[WHAT YOU HAVE TO DO] Render the entries below, from the line with "Q: For every instance of the tree root" to the line with "[(771, 236)]", as a JSON list of strings with one string per line and no blank lines. Leave out the pictures.

........

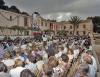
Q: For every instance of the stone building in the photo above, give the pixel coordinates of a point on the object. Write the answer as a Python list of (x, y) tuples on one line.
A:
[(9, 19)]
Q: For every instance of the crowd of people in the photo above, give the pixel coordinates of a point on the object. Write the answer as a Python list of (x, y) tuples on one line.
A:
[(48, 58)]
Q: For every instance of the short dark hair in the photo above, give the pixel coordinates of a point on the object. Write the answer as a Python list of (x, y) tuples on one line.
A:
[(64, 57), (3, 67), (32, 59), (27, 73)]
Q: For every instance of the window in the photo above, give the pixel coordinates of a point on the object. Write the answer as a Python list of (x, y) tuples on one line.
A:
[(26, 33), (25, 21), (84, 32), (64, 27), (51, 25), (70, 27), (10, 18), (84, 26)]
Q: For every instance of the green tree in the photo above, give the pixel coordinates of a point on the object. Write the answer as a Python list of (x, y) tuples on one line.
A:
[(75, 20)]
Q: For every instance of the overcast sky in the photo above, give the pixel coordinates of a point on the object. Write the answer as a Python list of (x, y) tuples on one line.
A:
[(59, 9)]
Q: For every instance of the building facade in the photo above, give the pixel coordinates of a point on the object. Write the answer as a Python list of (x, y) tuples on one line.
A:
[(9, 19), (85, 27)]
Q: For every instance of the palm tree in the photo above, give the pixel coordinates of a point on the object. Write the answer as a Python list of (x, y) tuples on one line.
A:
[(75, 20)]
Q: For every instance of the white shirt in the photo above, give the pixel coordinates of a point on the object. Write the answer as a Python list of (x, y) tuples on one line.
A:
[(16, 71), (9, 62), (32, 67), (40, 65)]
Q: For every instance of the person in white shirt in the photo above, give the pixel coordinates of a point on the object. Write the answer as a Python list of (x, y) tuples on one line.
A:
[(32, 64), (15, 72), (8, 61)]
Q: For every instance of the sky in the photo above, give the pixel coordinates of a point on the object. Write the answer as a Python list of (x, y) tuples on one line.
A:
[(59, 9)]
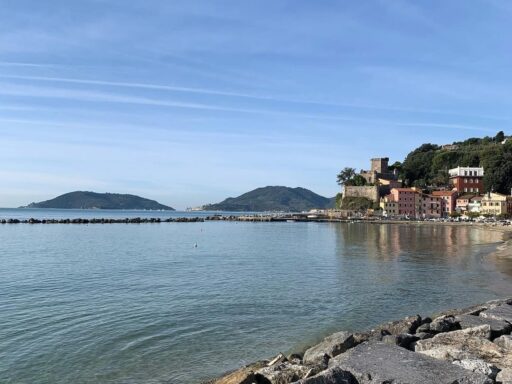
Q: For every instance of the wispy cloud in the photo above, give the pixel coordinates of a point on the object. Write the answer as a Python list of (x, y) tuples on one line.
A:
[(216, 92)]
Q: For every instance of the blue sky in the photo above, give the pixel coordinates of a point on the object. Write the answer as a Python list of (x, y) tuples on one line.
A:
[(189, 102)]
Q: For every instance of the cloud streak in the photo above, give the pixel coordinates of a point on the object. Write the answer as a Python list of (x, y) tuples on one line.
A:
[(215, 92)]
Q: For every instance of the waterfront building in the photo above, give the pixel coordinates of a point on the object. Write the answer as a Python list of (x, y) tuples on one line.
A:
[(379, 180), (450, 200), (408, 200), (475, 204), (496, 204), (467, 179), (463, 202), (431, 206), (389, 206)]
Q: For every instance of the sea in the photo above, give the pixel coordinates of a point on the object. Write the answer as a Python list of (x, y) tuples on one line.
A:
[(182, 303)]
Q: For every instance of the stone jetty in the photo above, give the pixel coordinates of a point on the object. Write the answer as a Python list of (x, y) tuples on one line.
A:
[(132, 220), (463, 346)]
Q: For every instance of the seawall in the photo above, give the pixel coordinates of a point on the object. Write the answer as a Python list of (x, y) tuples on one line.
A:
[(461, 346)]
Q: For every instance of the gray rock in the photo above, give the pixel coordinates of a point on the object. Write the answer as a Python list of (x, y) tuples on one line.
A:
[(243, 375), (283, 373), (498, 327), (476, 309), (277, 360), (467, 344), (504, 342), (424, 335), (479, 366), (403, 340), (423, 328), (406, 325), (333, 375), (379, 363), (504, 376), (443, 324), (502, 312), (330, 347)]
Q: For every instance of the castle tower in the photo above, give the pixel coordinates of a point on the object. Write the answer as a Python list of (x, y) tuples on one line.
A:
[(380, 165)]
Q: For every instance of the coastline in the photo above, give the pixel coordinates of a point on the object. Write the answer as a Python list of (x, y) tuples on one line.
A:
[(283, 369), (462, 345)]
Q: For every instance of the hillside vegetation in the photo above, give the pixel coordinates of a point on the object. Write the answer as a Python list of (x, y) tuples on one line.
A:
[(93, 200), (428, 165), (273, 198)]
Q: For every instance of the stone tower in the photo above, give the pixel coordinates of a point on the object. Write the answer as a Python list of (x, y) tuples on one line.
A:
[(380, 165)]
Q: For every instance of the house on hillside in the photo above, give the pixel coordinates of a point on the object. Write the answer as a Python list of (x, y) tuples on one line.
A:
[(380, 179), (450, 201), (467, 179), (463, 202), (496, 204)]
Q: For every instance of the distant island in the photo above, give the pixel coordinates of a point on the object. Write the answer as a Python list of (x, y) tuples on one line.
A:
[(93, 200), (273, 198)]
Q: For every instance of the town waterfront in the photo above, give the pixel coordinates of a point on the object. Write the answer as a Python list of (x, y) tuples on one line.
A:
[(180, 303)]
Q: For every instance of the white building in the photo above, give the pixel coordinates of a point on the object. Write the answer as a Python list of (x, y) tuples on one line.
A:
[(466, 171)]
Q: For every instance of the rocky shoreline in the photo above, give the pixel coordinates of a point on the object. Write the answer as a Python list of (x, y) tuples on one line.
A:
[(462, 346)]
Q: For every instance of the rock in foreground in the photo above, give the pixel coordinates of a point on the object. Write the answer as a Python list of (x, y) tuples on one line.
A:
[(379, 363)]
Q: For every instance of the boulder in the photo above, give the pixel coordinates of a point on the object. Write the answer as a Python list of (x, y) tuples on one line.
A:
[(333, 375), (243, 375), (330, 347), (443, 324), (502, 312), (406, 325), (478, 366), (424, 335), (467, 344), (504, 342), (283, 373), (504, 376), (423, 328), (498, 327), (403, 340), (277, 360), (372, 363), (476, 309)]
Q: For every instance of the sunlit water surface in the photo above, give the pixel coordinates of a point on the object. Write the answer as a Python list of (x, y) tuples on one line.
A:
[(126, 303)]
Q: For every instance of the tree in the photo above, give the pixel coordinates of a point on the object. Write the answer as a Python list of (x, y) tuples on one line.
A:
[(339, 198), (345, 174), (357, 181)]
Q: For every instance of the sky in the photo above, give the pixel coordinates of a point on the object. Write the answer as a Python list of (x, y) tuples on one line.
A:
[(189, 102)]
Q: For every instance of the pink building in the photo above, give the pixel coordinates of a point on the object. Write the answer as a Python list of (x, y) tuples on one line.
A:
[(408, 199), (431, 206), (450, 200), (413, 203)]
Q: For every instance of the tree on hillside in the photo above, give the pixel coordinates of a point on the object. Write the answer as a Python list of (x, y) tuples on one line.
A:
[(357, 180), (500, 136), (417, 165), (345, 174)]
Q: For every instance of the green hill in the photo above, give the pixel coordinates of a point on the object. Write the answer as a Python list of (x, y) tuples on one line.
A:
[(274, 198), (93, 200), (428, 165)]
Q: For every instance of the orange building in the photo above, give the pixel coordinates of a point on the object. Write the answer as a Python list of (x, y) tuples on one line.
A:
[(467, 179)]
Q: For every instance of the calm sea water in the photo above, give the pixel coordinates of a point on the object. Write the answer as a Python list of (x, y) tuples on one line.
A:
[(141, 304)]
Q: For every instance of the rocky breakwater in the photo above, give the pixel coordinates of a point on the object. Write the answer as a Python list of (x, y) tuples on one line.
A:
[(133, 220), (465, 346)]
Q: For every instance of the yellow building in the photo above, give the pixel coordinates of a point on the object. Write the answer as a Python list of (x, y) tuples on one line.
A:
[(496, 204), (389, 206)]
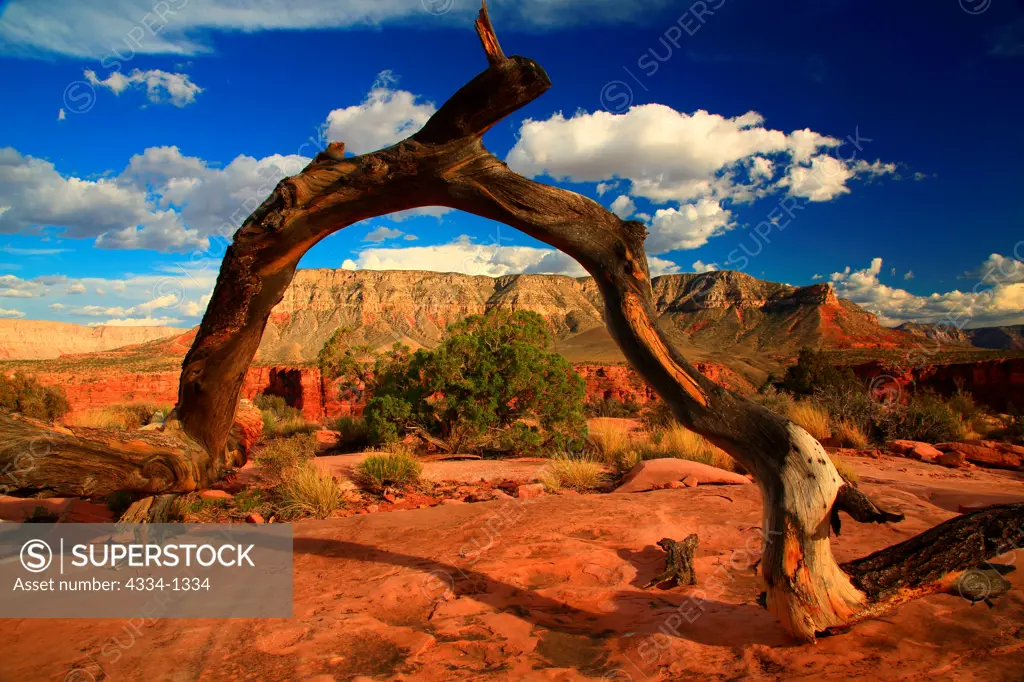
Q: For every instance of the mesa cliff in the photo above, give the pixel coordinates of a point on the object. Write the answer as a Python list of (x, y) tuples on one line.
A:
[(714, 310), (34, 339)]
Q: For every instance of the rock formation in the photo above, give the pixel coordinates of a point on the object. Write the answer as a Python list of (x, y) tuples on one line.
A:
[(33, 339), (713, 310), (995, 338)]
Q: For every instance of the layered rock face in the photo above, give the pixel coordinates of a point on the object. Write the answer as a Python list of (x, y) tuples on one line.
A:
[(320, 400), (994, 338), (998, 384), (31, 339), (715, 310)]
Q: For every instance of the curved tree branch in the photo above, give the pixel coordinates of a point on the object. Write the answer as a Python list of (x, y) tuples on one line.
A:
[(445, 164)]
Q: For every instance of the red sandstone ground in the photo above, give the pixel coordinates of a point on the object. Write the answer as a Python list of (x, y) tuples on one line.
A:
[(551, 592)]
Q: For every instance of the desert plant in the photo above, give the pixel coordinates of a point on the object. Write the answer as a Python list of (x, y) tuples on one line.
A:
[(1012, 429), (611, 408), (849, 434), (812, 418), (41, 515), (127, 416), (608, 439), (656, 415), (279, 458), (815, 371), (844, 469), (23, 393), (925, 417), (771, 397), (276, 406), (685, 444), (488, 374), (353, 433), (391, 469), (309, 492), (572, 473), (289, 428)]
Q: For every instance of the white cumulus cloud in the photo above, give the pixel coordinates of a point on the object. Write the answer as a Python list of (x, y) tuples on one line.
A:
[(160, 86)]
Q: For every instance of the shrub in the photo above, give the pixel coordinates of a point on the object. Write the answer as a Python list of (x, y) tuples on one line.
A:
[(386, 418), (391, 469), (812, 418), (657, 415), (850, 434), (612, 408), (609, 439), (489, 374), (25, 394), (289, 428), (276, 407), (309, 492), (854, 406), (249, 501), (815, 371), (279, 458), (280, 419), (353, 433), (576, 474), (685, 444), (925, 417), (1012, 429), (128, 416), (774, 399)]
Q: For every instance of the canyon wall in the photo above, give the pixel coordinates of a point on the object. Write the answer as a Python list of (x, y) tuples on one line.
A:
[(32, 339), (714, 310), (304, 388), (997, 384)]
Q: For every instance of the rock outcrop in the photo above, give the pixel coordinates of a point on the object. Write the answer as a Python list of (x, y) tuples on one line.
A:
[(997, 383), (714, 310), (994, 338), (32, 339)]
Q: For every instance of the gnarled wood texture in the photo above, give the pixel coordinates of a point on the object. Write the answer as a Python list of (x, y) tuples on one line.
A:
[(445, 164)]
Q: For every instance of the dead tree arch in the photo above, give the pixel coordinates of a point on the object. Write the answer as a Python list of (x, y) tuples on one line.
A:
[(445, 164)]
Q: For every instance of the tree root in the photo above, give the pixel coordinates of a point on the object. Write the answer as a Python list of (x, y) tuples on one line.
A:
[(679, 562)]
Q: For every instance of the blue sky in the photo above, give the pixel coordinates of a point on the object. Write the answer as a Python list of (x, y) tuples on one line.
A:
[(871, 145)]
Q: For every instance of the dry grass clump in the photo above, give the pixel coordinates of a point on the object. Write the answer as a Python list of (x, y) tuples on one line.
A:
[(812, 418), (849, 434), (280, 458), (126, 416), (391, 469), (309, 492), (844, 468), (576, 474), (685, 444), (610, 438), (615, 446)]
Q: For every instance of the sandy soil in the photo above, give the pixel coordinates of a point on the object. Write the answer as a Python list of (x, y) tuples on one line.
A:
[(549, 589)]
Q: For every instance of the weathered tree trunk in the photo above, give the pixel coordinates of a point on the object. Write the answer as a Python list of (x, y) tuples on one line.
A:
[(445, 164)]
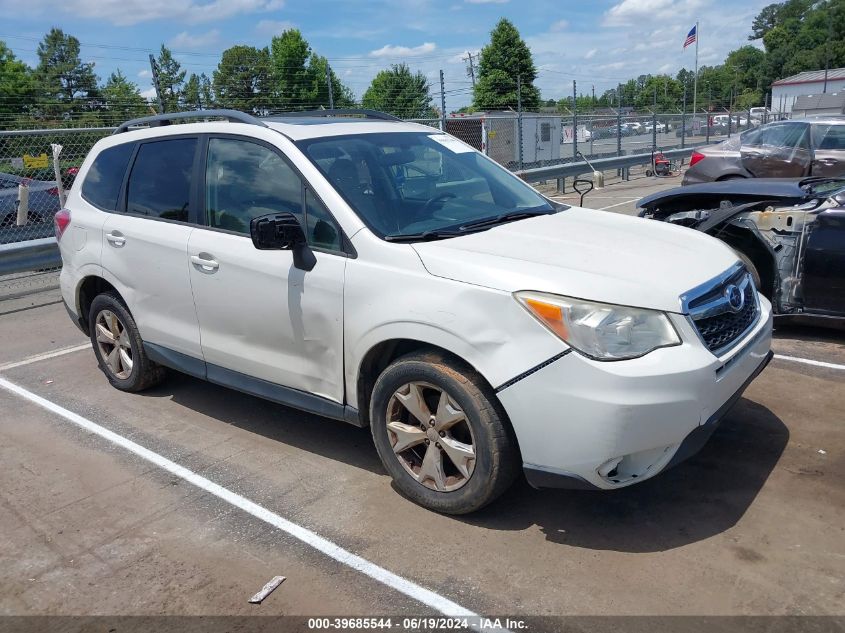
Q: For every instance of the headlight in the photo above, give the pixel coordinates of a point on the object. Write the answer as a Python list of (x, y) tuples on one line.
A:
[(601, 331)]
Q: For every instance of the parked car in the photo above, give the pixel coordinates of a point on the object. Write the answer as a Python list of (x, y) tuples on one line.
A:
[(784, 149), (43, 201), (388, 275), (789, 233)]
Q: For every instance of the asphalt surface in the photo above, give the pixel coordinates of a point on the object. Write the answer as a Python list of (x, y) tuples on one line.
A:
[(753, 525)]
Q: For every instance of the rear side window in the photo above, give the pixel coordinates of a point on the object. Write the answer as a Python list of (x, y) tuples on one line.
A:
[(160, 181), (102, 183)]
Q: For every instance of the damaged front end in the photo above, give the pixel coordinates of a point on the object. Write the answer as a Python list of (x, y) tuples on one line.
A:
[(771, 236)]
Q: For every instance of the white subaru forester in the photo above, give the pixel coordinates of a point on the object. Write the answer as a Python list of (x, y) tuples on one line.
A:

........

[SOLUTION TO THIS PROBLEM]
[
  "Q: For every instance of the tree root in the photo above, give the pixel coordinates of a point on the object. Write the answer as a Python list of (x, y) tuples on one line.",
  "A:",
  "[(679, 562)]",
  "Q: For every instance of the blue sky in the photo above, give the pixel coordinates of a point on the object. Write the answer as a Python list of (x, y) tuples on one line.",
  "A:",
  "[(871, 145)]",
  "Q: For every instance of the dry grass clump in the photo above, give the pixel coordinates of a point on the object. Write the answer as a Python list of (x, y) tuples on one line.",
  "A:",
  "[(812, 418), (849, 434), (280, 458), (126, 416), (391, 469), (309, 492), (844, 468), (576, 474), (685, 444), (610, 438), (615, 446)]",
  "Q: For every instance of the sandy soil in the photo above, give the pixel coordinates of a point on the object. Write the answer as a Python list of (x, y) tuples on one line.",
  "A:",
  "[(549, 589)]",
  "Q: For every instance of the weathered tree trunk in the photo above, give the pixel coordinates of a point on the object. Write the answer as a Python list of (x, y) tuples on one line.",
  "A:",
  "[(445, 164)]",
  "Q: For every instance of the headlight in the photo above, give the pixel coordinates of a point on the object. Write the answer as a Python list of (x, y) tuples on one line.",
  "A:",
  "[(601, 331)]",
  "Q: For every instance of the parked car in the photo above, give the pixel coordinates of a point on the object. Write the answer as a Python list of (x, y) tuples on one line.",
  "A:",
  "[(784, 149), (43, 201), (388, 275), (789, 233)]",
  "Q: For every instance of the asphalt surface in the photo above, give the pixel coordinates of a point on the object. Write the answer as a Python list of (x, y) tuples on one line.",
  "A:",
  "[(753, 525)]",
  "Q: For every instance of the rear side window in the photo above, give the pixel coordinates of a point on the object. Write the answer as a Python list of (x, y) tuples on one line.",
  "A:",
  "[(160, 181), (102, 183)]",
  "Q: For every instance of the damaged front end in the photo above, give the pixel coordinates of a point on the object. Write the answer as a Python list of (x, y) tuples on one line.",
  "A:",
  "[(771, 236)]"
]